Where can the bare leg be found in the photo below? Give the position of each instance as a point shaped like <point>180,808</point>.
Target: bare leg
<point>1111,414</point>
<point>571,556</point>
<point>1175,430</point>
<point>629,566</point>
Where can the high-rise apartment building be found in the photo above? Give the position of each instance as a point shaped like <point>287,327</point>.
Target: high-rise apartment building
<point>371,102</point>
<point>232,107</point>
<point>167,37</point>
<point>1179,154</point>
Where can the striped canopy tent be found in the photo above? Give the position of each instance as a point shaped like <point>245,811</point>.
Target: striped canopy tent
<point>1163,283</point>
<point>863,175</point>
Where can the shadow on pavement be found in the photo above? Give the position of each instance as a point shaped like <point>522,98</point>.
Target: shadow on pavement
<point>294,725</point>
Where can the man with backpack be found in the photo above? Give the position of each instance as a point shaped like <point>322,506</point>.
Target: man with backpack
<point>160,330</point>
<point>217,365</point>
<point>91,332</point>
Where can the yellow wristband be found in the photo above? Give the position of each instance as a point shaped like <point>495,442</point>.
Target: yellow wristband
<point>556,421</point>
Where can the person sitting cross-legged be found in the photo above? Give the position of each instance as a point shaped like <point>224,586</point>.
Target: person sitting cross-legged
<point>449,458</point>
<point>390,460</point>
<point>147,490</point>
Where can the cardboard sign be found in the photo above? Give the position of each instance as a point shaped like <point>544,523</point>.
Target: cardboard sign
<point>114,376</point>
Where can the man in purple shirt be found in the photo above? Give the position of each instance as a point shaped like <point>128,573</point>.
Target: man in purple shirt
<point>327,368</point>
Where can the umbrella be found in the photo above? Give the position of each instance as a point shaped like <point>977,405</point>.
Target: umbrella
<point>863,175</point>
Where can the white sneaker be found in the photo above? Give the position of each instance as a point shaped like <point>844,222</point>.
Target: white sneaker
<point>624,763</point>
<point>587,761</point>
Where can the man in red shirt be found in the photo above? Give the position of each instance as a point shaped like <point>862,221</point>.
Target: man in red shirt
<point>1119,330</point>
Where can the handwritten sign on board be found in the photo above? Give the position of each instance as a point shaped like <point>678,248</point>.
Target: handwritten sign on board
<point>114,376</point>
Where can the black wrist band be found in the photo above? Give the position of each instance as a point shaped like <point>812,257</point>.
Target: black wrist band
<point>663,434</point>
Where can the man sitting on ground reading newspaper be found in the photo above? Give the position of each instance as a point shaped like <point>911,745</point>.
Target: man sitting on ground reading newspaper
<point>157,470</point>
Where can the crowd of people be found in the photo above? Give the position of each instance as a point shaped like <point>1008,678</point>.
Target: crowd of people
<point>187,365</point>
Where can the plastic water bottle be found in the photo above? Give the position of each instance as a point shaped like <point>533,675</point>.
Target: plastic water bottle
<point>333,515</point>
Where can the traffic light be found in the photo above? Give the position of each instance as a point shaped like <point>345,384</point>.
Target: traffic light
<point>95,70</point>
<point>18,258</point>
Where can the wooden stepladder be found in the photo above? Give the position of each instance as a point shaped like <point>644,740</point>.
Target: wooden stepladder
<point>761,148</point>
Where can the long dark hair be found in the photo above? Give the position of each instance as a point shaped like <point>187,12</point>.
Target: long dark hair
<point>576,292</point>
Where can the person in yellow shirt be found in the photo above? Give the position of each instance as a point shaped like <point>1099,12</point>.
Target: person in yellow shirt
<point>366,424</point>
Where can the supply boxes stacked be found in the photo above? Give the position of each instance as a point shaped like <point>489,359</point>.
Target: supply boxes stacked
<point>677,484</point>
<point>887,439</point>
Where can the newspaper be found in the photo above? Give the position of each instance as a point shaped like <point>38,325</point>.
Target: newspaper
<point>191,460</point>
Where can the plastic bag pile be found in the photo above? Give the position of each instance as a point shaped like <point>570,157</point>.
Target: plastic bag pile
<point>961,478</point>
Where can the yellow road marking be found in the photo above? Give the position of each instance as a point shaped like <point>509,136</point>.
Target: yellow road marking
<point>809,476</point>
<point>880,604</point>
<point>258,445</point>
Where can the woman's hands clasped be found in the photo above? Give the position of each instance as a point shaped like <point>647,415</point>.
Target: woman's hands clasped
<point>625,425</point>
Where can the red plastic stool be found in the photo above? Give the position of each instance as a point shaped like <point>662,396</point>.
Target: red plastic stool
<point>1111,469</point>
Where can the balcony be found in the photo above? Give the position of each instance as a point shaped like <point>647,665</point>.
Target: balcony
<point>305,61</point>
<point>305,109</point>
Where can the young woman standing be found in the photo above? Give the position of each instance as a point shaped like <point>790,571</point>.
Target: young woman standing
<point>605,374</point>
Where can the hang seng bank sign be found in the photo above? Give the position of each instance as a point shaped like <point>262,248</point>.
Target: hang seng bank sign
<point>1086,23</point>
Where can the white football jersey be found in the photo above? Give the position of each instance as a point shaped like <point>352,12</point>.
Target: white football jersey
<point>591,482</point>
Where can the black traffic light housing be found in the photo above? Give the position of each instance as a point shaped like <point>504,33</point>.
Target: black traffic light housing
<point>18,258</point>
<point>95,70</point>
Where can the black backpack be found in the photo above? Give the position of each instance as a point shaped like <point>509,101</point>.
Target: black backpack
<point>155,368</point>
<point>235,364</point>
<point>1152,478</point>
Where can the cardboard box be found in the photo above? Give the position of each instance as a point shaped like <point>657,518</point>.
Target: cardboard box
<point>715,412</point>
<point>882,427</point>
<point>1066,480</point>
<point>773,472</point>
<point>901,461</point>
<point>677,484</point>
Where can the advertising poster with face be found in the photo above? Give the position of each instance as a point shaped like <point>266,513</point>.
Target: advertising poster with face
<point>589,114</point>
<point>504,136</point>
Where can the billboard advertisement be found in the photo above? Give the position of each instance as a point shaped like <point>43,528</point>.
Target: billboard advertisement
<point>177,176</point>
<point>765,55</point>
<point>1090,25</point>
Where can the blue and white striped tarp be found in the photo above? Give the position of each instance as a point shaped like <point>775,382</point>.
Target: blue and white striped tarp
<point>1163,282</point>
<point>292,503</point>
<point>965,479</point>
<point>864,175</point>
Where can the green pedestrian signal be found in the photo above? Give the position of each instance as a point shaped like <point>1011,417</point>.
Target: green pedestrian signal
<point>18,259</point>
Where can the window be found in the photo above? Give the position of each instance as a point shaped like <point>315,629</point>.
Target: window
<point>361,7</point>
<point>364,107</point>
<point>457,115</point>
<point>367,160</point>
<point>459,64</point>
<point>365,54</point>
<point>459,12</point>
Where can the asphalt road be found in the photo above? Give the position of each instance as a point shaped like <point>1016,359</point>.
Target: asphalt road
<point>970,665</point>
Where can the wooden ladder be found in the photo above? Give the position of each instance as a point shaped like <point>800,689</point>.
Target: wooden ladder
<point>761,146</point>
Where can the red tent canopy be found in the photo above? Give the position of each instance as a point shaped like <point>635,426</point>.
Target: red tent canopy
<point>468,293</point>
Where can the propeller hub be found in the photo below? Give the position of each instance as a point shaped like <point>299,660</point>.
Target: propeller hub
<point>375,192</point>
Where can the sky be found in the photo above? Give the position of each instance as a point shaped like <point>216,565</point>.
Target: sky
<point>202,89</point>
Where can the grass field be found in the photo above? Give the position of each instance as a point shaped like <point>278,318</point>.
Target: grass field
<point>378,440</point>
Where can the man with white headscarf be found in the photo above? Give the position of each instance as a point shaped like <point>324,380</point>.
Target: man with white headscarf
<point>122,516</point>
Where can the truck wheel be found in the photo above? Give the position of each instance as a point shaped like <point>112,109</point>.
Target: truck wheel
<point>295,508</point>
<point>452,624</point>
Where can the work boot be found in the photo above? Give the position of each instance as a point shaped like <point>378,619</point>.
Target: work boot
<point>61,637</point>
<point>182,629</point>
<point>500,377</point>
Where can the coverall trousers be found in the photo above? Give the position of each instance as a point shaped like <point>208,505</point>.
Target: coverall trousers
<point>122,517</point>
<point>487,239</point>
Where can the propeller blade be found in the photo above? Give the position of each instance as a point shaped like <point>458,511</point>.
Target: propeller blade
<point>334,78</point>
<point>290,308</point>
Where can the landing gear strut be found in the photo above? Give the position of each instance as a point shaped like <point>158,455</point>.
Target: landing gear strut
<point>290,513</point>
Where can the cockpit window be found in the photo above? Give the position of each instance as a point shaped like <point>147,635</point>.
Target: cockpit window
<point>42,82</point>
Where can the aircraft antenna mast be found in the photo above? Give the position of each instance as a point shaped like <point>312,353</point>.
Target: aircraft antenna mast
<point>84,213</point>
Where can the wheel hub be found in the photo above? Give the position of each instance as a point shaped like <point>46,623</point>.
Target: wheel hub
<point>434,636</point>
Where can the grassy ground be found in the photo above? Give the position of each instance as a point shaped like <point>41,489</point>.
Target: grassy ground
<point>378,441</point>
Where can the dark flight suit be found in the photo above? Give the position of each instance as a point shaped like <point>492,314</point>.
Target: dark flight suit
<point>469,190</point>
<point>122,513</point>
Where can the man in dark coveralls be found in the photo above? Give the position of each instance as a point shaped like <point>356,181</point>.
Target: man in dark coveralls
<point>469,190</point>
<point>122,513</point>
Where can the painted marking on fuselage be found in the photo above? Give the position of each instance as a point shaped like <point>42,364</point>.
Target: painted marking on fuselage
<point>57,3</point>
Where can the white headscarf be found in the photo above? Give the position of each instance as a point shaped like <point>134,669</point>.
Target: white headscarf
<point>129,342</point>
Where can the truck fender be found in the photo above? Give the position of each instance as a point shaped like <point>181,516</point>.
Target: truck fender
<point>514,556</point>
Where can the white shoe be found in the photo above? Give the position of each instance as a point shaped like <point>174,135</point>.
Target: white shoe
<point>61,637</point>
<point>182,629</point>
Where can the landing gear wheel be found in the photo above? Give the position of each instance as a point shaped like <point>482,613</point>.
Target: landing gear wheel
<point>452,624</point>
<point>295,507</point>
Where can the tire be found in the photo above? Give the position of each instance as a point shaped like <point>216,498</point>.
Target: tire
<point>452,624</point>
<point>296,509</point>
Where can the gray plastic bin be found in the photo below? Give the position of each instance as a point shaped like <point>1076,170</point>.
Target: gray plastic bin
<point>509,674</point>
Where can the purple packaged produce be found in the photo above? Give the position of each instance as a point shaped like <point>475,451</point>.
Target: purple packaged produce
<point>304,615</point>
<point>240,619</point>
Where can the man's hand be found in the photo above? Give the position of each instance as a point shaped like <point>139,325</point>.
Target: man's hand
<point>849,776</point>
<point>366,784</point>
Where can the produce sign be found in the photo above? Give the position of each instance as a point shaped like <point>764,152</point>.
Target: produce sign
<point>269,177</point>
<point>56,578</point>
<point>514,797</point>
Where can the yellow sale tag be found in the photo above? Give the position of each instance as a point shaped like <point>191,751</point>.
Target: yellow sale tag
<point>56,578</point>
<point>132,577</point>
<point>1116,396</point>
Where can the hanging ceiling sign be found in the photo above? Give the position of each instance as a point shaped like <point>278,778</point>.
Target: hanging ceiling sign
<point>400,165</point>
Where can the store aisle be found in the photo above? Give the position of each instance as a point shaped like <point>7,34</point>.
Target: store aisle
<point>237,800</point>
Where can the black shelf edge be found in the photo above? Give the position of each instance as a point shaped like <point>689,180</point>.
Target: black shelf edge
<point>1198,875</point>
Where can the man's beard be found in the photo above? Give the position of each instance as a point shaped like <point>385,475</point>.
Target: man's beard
=-=-=
SET TASK: Reproduce the lines from the start of the items through the line containing "<point>629,566</point>", inclusive, swapping "bare leg" for "bare arm" and leaving all else unchanged.

ANSWER TO THE TASK:
Where can the bare arm be found in the photo below? Give the position of each instance as a point shaped like <point>180,808</point>.
Target: bare arm
<point>1111,414</point>
<point>571,556</point>
<point>1175,430</point>
<point>629,566</point>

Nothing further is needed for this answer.